Rewrite the lines below, switching "innermost" to "most central" wherever it occurs and leaving everything else unchanged.

Begin Information given

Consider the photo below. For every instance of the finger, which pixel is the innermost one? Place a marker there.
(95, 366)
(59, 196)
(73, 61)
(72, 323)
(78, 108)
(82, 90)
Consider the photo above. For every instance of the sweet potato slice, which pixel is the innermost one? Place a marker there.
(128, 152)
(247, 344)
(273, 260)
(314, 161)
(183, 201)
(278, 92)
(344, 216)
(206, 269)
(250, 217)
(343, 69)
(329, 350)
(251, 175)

End Information given

Reply:
Consider the photo below. For every instance of the finger, which pixel is the most central one? Place a marker there.
(95, 366)
(59, 196)
(73, 61)
(72, 323)
(78, 108)
(82, 90)
Consider the photo above. For every instance of the sweet potato slice, which pixel is the most central one? Place a marker there.
(128, 152)
(247, 344)
(273, 260)
(314, 161)
(183, 201)
(278, 92)
(344, 216)
(206, 269)
(250, 217)
(343, 69)
(329, 350)
(251, 175)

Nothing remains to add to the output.